— start Task input —
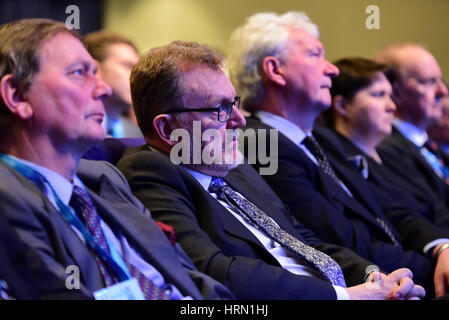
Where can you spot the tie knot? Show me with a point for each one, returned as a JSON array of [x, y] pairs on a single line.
[[431, 145], [360, 163], [313, 145], [80, 197], [216, 184]]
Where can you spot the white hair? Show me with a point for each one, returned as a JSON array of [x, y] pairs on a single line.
[[263, 34]]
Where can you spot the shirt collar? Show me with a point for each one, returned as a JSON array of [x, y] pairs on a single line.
[[61, 185], [286, 127], [416, 135], [202, 178]]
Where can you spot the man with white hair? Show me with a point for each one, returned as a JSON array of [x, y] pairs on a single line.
[[418, 92], [277, 64]]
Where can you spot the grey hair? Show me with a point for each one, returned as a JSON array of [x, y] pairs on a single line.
[[263, 34]]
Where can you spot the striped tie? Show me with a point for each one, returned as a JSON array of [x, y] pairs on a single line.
[[256, 217]]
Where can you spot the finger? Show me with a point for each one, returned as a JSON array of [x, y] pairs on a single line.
[[401, 273], [403, 289], [441, 286], [417, 292]]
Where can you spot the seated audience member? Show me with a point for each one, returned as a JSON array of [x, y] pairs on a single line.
[[78, 216], [439, 132], [224, 215], [278, 65], [362, 116], [417, 92], [22, 273], [115, 56]]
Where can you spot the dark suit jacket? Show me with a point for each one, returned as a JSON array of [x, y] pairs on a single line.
[[217, 242], [42, 227], [415, 175], [23, 270], [323, 206], [388, 179]]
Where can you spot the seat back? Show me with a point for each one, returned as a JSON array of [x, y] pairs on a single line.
[[111, 149]]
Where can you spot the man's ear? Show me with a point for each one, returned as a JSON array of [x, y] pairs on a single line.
[[271, 67], [395, 95], [98, 65], [13, 98], [340, 106], [163, 125]]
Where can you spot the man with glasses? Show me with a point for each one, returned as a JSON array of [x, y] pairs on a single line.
[[417, 92], [278, 65], [224, 215], [74, 229]]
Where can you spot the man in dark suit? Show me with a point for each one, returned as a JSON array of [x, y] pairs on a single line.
[[225, 216], [361, 119], [89, 235], [285, 83], [417, 93], [115, 56]]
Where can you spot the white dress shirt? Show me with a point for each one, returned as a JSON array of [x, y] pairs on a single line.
[[63, 189], [285, 258]]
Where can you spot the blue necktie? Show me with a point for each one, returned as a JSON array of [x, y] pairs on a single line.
[[83, 206], [256, 217], [432, 154]]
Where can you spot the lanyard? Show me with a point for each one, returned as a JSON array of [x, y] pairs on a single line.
[[116, 262]]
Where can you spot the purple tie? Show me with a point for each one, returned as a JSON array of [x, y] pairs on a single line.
[[83, 206]]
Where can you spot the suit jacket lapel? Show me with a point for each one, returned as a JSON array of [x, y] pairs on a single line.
[[143, 234]]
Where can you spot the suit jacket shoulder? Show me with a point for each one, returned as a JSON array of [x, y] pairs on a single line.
[[214, 239]]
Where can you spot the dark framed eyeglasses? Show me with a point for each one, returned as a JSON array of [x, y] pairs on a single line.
[[224, 109]]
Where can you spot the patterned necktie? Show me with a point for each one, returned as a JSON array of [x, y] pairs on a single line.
[[432, 154], [256, 217], [314, 148], [83, 206]]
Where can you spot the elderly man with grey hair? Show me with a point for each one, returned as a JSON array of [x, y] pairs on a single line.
[[278, 66]]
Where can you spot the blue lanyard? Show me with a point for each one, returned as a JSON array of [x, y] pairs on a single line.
[[118, 266]]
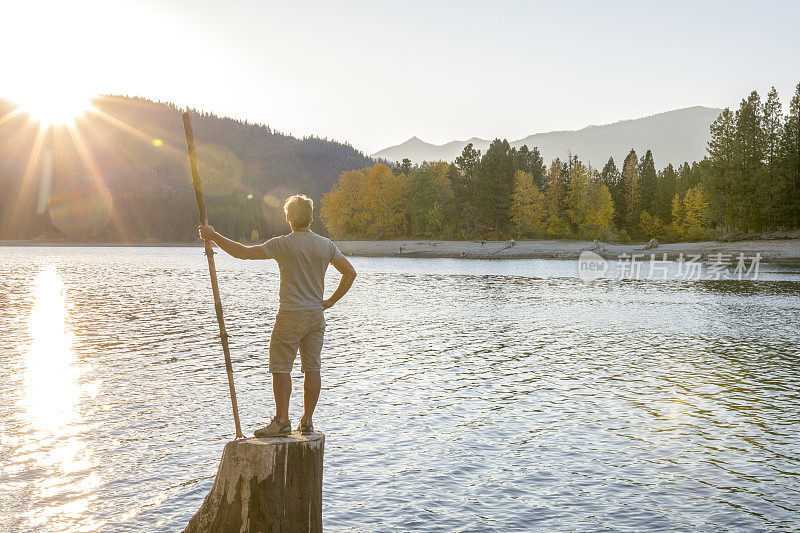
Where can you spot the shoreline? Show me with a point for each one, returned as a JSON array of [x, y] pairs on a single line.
[[781, 250]]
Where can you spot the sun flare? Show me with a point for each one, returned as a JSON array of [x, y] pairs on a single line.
[[53, 106]]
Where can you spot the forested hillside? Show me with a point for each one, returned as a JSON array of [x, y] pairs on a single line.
[[749, 181], [120, 174]]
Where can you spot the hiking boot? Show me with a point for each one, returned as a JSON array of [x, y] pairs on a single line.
[[274, 429], [305, 427]]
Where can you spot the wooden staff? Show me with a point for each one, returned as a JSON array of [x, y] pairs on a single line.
[[201, 205]]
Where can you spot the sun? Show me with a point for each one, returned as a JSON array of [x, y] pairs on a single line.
[[54, 106]]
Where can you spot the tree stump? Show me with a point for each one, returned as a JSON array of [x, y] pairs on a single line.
[[263, 485]]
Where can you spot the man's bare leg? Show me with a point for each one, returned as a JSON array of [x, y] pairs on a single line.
[[282, 390], [312, 382]]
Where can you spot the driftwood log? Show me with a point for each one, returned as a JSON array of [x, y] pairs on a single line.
[[265, 485]]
— end Task input —
▶ **Exercise objective**:
Quote each record exactly as it stands, minus the pictures.

▶ **Right answer**:
Where can you spot the tie knot? Show me with a point for each one, returned as a JSON array of [x, y] pairs on a single line.
[[431, 145], [360, 163], [313, 145], [80, 197], [216, 184]]
Where can you spot the white hair? Show me with a point for each one, returned as a JSON array of [x, y] pairs on a single line.
[[263, 34]]
Where can you spot the shirt collar? Show me with a point for each one, returned as a JSON array of [x, y] pairs on a single line.
[[61, 185], [286, 127], [416, 135], [202, 178]]
Where can you spot the man with white hair? Show me with a point for each one, returned as a JSON array of [x, y] pairs on a single line.
[[418, 92], [277, 64]]
Where can you spot the grey hair? Show me with a point for each one, returned as a JSON array of [x, y] pairs on a single line.
[[263, 34]]
Where can you spot the striped tie? Show me with a point for each one, returned as a JSON array of [x, y] pairs on a single line.
[[256, 217]]
Where can you spot the finger? Show me with a point for each one, returned as a JSON array of [x, y] pairs on a single line.
[[401, 273], [403, 289], [441, 286], [417, 292]]
Where can you spot the seated audience member? Show me with a point for each one, returned as a JSON array of [x, y] pairs on a single line.
[[78, 216], [439, 132], [224, 215], [278, 65], [362, 116], [417, 92], [22, 273], [115, 56]]
Where can you spot the dark suit jacket? Show me with a point for each one, returned as a JSON array of [x, y] pairs on a single line.
[[217, 242], [42, 227], [415, 175], [23, 270], [323, 206], [388, 179]]
Where can you spot the seat back? Show me with a point for each one, returned as a JSON array of [x, y] pairs on a single line.
[[111, 149]]
Where can you spot the man's ear? Show me with a point for each one, returned as a JSON array of [x, y] pairs on a single line.
[[271, 67], [395, 95], [98, 65], [13, 98], [340, 106], [163, 125]]
Where can you spot the man with glasses? Show me with a point for each one, returned as a JSON array of [x, y] pairs on a single line.
[[417, 92], [278, 65], [224, 215], [74, 229]]
Where can you spot the man in dark suit? Show me with a point for each one, returned as a JSON array of [x, y] pairs on a single line.
[[225, 216], [361, 119], [89, 235], [285, 83], [417, 93], [115, 56]]
Where can you spot the white dress shirt? Show me with a point for each one, returned as a JSON array of [x, y] pairs on a single line.
[[63, 189], [285, 258]]
Where can you spot the blue necktie? Show me with a point for each one, returned as a JSON array of [x, y] pairs on a single line.
[[83, 206], [256, 217], [432, 154]]
Where can you spot the lanyard? Show me with a point for each one, returned as a JSON array of [x, y] pairs on a single line.
[[116, 262]]
Where can you spot the purple tie? Show me with a point for each one, returned as a JSON array of [x, y] pairs on a single line.
[[83, 206]]
Where can you spot the suit jacket lapel? Show me with a point for each one, returned as a JSON array of [x, y] pairs on a single line.
[[143, 234]]
Where can you spot the suit jacket shoulder? Show me with a point for each one, returned as a JSON array of [x, y] pairs on a single line.
[[214, 239]]
Where can you spot the dark framed eyeglasses? Show me with a point for each one, returned as a JSON array of [x, y] pairs on a single line.
[[224, 109]]
Where can you spot the patterned necktie? Show me with a point for each one, returned as a JSON array of [x, y] pairs on a single line.
[[432, 154], [256, 217], [314, 148], [83, 206]]
Where can you spot the elderly man with grey hair? Show me with a point for each one, returned as a JSON array of [x, y] pairs on a single line.
[[278, 66]]
Where can you spot the blue lanyard? Show me with a point for each one, returned as a JSON array of [x, y] pairs on a single line.
[[118, 266]]
Where can you spot the shoreline? Show me with a point for each one, returned as a JSON array of [x, y] pairs on a single line.
[[781, 250]]
Where can you spot the sun flare? Show me with a point for each one, returned as a JSON array of [x, y] pairs on a single line.
[[53, 106]]
Where can you spot the forested hillside? Show me with a point for each one, returned as a JSON array of [x, y] pairs on a single line.
[[749, 181], [120, 174]]
Where can you spot the hiking boot? Show me with a point for each one, returned as a JSON array of [x, y] pairs on a single line.
[[274, 429], [305, 427]]
Where can you spot the wooden staff? Show me with a point for each one, returned as a JSON array of [x, y] pairs on a single line.
[[201, 205]]
Where can you spot the sun? Show me with a point for each one, returned as a JSON array of [x, y] pairs on a single line.
[[54, 106]]
Where can you spot the tree stump? Show me with a point for each one, returned as a JSON array of [x, y] pairs on a single line.
[[263, 485]]
Where can you spot the man's bare leg? Show me with a point for each one, returned as a JSON array of [x, y] pairs on a single line.
[[282, 390], [312, 382]]
Where can you spot the driftwood log? Show me with a point for each one, returned as a JSON array of [x, y] pairs on a single line.
[[265, 485]]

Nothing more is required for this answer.